Your task
Retype the lines of the data below, from the line containing "Mark a point on each instance of the rough" through the end of the data, inclusive. Leave the pictures out of your answer.

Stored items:
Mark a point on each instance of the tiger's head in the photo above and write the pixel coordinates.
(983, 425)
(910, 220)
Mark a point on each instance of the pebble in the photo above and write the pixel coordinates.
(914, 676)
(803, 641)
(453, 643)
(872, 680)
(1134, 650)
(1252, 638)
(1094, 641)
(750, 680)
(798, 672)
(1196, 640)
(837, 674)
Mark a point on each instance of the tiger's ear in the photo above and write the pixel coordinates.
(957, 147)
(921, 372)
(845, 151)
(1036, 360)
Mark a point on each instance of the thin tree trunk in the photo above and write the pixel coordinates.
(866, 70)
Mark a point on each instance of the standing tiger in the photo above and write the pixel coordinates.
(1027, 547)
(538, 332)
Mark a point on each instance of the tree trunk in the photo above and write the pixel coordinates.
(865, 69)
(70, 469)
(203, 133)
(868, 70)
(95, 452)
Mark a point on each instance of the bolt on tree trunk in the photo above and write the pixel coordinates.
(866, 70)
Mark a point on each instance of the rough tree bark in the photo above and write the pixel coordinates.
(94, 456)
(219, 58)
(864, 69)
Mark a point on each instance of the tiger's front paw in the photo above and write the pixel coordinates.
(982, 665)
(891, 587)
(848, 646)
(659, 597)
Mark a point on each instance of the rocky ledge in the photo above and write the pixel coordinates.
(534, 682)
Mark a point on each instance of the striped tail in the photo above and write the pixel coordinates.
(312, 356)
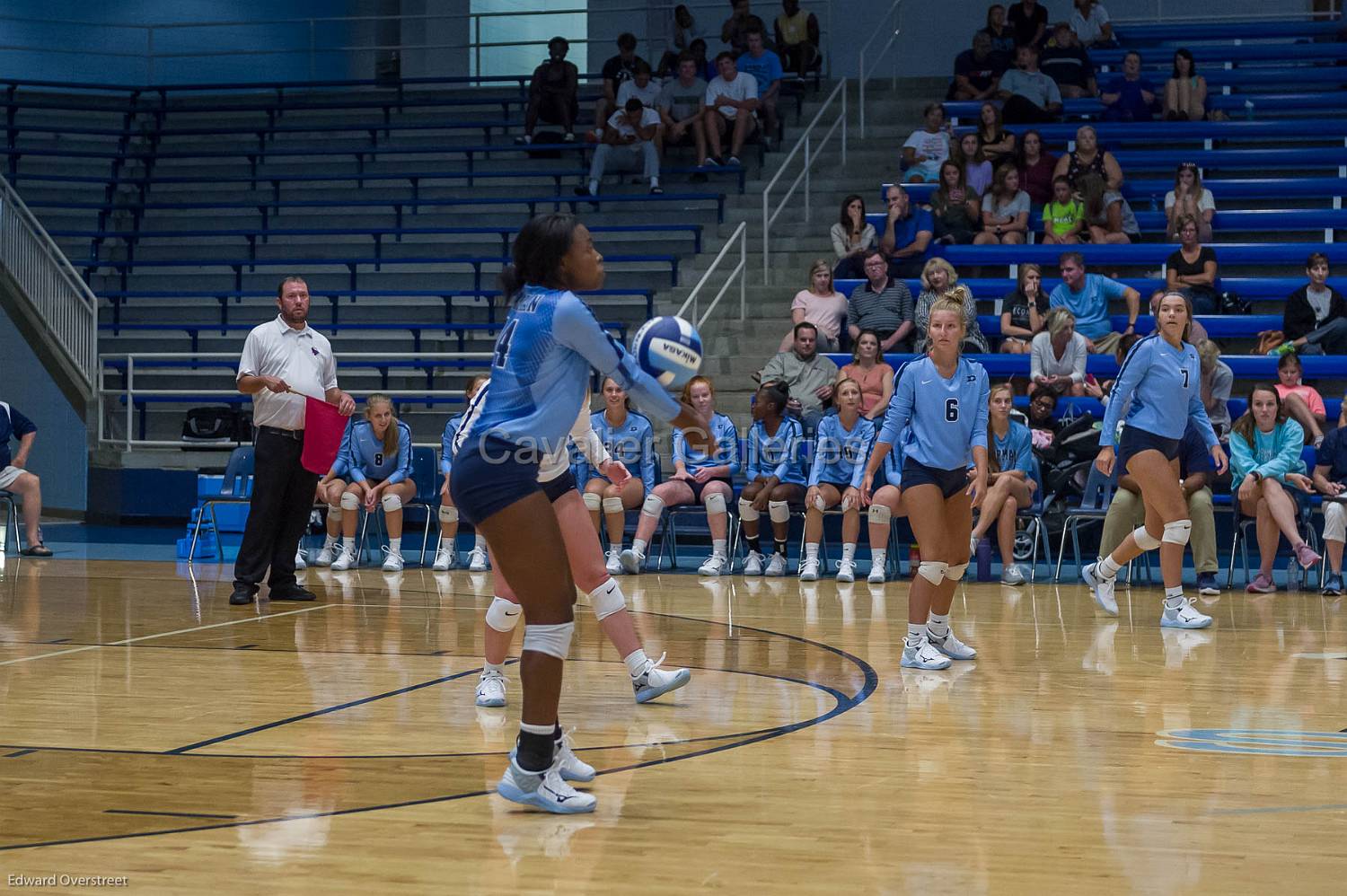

Expected output
Mark a point on each instance of the rough tree bark in the photo above and write the pixel coordinates.
(94, 456)
(219, 58)
(864, 69)
Mark a point on each instance of the tiger's front paw in the photo above and write the pixel coordinates.
(982, 665)
(891, 587)
(848, 646)
(659, 597)
Mark a point on each instance of the rocky ledge in the photo above and write the pixel coordinates.
(534, 682)
Mark a point on each instance of the striped tail in the photo above and write the pixel coordinates.
(312, 356)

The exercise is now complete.